** Given records follows **

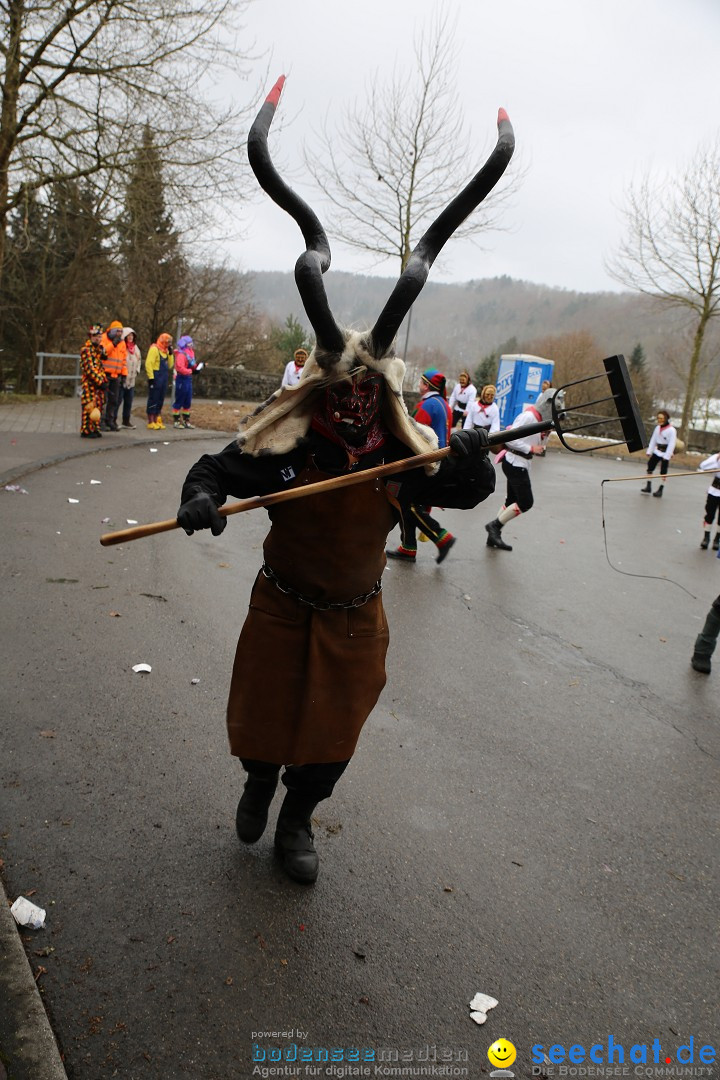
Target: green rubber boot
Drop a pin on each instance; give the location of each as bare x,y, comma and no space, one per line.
706,642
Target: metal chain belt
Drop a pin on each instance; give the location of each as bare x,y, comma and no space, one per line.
320,605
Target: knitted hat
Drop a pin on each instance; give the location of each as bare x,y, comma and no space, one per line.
434,379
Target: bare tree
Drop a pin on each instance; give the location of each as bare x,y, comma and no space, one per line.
81,78
397,157
671,254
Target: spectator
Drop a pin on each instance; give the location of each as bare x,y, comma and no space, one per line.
93,382
660,449
185,365
462,396
294,369
158,365
134,361
434,412
484,412
711,502
114,362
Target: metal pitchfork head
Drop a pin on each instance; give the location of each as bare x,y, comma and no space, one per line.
626,406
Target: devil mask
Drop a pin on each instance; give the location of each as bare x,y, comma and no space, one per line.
349,412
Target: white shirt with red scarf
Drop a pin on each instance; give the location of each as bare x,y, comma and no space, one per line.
483,416
520,451
662,442
293,373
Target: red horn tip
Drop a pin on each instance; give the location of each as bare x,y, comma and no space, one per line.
273,96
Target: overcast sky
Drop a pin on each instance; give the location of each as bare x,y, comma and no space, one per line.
598,93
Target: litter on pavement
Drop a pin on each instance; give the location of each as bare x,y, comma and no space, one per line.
27,914
480,1006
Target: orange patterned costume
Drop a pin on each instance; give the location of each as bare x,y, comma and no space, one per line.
93,381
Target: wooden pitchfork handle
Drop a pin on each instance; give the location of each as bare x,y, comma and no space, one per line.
325,485
293,493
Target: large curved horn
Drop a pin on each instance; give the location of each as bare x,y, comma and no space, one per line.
312,265
424,254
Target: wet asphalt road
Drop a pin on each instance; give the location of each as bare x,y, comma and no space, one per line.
532,811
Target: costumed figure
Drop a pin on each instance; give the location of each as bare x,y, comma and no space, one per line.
114,361
93,382
134,363
322,613
516,459
462,396
185,366
660,449
294,369
158,365
711,502
484,412
434,412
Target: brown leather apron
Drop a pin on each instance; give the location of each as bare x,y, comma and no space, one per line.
304,680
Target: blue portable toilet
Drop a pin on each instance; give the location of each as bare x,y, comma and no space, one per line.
519,381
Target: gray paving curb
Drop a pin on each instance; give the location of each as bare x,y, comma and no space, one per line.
23,470
27,1044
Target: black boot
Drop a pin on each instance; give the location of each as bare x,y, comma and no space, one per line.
294,837
494,536
706,642
252,815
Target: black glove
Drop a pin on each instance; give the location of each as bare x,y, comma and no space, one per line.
470,442
201,513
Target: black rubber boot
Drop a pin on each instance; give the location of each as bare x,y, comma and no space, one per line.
445,550
706,642
294,837
252,815
494,536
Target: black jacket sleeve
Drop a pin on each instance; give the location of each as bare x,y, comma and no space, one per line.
241,475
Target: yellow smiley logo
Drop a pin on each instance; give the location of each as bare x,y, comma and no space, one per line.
502,1053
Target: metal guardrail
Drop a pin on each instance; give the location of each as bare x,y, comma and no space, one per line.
41,377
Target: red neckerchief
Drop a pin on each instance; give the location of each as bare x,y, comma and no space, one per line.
374,440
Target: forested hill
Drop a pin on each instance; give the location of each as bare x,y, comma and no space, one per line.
467,321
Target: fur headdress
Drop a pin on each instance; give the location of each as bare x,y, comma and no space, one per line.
283,421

** End of Given records **

▶ [What needs to be done]
Please set the records down again exactly as written. The pictures should not be included.

▶ [Answer below]
Target: green rubber boot
Drop a pin on each instance; give the location of each as bare x,y, comma and no space, one per line.
706,642
Target: metal chain belt
Drop a pin on each instance; give the location of each as bare x,y, comma and no space, one per line.
320,605
Target: knitted hat
Drop a pin on each instance; give the location of each as bare x,y, comma and no space, one per line.
434,379
Target: bare tree
Drop a pin on each instance; give the location of each as bare x,y, comma and no space, one per line.
81,78
397,157
671,254
Target: spectator
Drop a pin on each instance; give the location of each as bare x,y, comma and no space, one per line.
93,382
660,449
185,365
462,396
294,369
158,365
134,361
434,412
484,412
711,502
114,362
Target: metal pitchfork head
Drop a pin on each instance; give the location of each as bare x,y, comma and no space, one per line.
626,406
Target: devil mask
Drop a pin on each instance; give the location of each as bare x,y, comma and no space, one per line.
349,412
Target: white shirt with red scarf
Drop a pin on each instance; give the location of each as bare x,y, comma and no space, one per line.
483,416
520,451
662,442
293,373
Target: red horn tip
Drop a pin on each instance; give the location of each as bare x,y, comma and no space, one per line.
273,96
Target: overcast sky
Drop a pin on each instance; give the location of each as bare x,y, comma and no space, one per line.
598,93
Target: litter on pavement
Drop a pin on each instance; give the location of each as bare x,y, comma and no space, one per line.
27,914
480,1006
Target: orange patterned costume
Drop a pin on each instance; give the location of each as bare x,y, comma and no space, one per line.
93,381
Target: wooden pitchfork handle
Drop a pin on each instance; give the location of each as bare x,y, comma and no space, one per line.
325,485
293,493
Target: large curved horn
Drop a pin on each instance; give the location of each as bare x,y, comma and no space, one per line.
312,265
424,254
Target: wet asphalt road
Drop a pin on each instance; give the location of each as bare x,y, comma and no space, one per line.
532,811
Target: costumed figure
Drop a pin on each instance; give the location of each as bare x,y, comma and no space, one per line.
114,361
93,382
134,363
322,613
516,459
462,396
185,366
660,449
294,369
158,365
711,502
484,412
434,412
Target: brown leather apron
Drop a pin on each instance; give the location of each as bare x,y, comma and no space, one per line.
304,680
Target: blue portable toilet
Drop a pin on each instance; give the location of each as bare x,y, comma and no space, one per line.
519,381
Target: gray paving curb
Drop a pin on each instance; give the location of each as bare x,y, comma and no space, one per line.
23,470
27,1044
Target: black boot
Drop a pin on each instance; give the location of each as bare x,y, comma and no space, one per line.
294,837
494,536
706,642
252,815
Target: black glove
Drop a pin on each instance; give the location of each as bare x,y, comma and no space, one per line.
470,442
201,513
Target: black rubber boot
Drop a pin on each instance; give the location of each as bare x,y, comma and no space, one per line.
445,550
706,642
294,837
252,815
494,536
Target: black jacket sleeve
Drop a pin on each instance; give the location of each as bare x,y, comma and no space, one per line.
241,475
Target: yellow smiley logo
Drop a pin on each instance; give the location of each as bare x,y, comma and no space, one per line.
502,1053
Target: metal guardrail
Drop a pin on each instance; give the location of each as bare x,y, comma and no space, one per line.
41,377
Target: red neckerchief
Drop a pin on each instance; give the location of each as bare x,y, comma and no space, one per line.
374,440
Target: forested hill
Drop a pin on each instance; give the location of each as bare x,y, comma and no space, one per line.
467,321
Target: fur headdress
Drop a pin on each instance; give the location of each as bare x,y, comma and no space, one per line.
283,421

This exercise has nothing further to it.